-- begin INPUT DATA --

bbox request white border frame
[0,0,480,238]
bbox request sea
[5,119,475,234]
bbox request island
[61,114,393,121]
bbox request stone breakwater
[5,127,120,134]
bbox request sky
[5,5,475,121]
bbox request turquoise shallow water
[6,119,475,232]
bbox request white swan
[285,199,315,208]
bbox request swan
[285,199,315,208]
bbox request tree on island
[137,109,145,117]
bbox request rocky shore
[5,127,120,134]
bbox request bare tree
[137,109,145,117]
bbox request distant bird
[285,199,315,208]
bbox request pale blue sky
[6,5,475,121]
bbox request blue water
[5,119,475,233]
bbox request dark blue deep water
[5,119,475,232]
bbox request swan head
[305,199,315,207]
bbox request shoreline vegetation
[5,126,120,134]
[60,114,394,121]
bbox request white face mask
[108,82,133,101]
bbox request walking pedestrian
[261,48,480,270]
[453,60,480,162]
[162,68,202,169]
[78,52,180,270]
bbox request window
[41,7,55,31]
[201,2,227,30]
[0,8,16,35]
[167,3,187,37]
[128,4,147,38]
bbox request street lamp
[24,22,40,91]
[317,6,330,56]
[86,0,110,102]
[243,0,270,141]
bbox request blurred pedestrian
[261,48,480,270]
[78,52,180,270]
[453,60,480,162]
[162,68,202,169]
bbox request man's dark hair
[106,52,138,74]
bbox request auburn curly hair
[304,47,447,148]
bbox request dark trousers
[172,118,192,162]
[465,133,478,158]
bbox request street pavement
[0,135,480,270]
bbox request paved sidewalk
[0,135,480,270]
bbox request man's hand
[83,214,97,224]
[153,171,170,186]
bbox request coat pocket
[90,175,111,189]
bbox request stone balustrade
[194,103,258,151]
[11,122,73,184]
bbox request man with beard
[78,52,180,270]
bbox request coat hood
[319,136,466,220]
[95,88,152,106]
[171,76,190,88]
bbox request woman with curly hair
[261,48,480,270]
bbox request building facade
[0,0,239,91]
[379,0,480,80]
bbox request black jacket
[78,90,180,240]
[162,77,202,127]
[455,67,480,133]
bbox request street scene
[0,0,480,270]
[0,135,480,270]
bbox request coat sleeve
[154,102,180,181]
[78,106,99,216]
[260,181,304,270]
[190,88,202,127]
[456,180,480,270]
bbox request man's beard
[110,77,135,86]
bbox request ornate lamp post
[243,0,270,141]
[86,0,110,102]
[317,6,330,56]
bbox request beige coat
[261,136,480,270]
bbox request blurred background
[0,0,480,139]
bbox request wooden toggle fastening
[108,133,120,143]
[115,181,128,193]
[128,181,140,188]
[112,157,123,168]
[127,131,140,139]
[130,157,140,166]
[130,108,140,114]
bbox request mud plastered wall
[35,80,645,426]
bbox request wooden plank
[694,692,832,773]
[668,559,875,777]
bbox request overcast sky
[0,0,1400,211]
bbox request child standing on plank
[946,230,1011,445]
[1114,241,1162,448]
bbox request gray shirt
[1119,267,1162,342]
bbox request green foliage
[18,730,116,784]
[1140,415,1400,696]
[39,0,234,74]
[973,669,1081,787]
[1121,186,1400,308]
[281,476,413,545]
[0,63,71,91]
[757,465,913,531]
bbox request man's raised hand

-- end INPUT DATA --

### [TASK REQUIREMENTS]
Rewrite all the items above, swapping "pedestrian" for "passerby" and keeping everything else the same.

### [ANSWER IN FULL]
bbox request white border frame
[0,0,480,238]
bbox request sea
[5,119,475,234]
bbox request island
[61,114,393,121]
bbox request stone breakwater
[5,127,120,134]
bbox request sky
[5,5,475,121]
bbox request turquoise shallow water
[6,119,475,232]
bbox request white swan
[285,199,315,208]
bbox request swan
[285,199,315,208]
bbox request tree on island
[137,109,145,117]
bbox request rocky shore
[5,127,120,134]
bbox request bare tree
[137,109,145,117]
bbox request distant bird
[285,199,315,208]
bbox request pale blue sky
[6,5,475,121]
bbox request blue water
[5,119,475,233]
bbox request dark blue deep water
[5,119,475,232]
bbox request swan head
[305,199,315,207]
bbox request shoreline vegetation
[5,126,120,134]
[60,114,394,121]
bbox request white face mask
[108,82,133,101]
bbox request walking passerby
[261,48,480,270]
[453,60,480,162]
[162,68,202,169]
[78,52,180,270]
bbox request window
[41,7,55,31]
[201,2,227,30]
[0,8,16,35]
[167,3,187,37]
[128,4,147,38]
bbox request street lamp
[24,22,40,91]
[317,6,330,56]
[86,0,110,102]
[243,0,270,141]
bbox request blurred passerby
[261,48,480,270]
[78,52,180,270]
[453,60,480,162]
[162,68,202,169]
bbox request man's dark hair
[106,52,138,74]
bbox request auburn curly hair
[304,47,447,148]
bbox request dark trousers
[172,118,192,162]
[465,133,478,158]
bbox request street pavement
[0,135,480,270]
bbox request paved sidewalk
[0,135,480,270]
bbox request man's hand
[83,214,97,224]
[153,171,170,186]
bbox request coat pocket
[90,175,111,189]
bbox request stone balustrade
[194,103,258,151]
[11,122,73,184]
bbox request man with beard
[78,52,180,270]
bbox request coat hood
[319,136,466,220]
[95,88,152,106]
[171,76,190,88]
bbox request woman with curly hair
[261,48,480,270]
bbox request building facade
[0,0,239,91]
[379,0,480,80]
bbox request black jacket
[78,90,180,240]
[162,77,202,127]
[455,67,480,133]
bbox request street scene
[0,0,480,270]
[0,135,480,270]
bbox request coat sleeve
[154,102,180,181]
[78,106,99,216]
[260,181,304,270]
[190,88,202,127]
[456,180,480,270]
bbox request man's beard
[110,77,135,86]
bbox request ornate lamp post
[243,0,270,141]
[86,0,110,102]
[317,6,330,56]
bbox request beige coat
[261,136,480,270]
bbox request blurred background
[0,0,480,139]
bbox request wooden toggle fastening
[108,133,120,143]
[115,181,128,193]
[128,181,140,188]
[112,157,123,168]
[127,131,140,139]
[130,157,140,166]
[130,108,140,114]
bbox request mud plastered wall
[35,80,645,426]
bbox request wooden plank
[694,692,832,773]
[668,559,875,777]
bbox request overcast sky
[0,0,1400,211]
bbox request child standing on plank
[946,230,1011,445]
[1114,241,1162,448]
bbox request gray shirt
[1119,267,1162,342]
bbox request green foliage
[18,730,116,784]
[1140,415,1400,696]
[39,0,234,74]
[973,669,1081,787]
[1121,186,1400,308]
[281,476,413,545]
[0,63,71,91]
[757,465,913,531]
bbox request man's raised hand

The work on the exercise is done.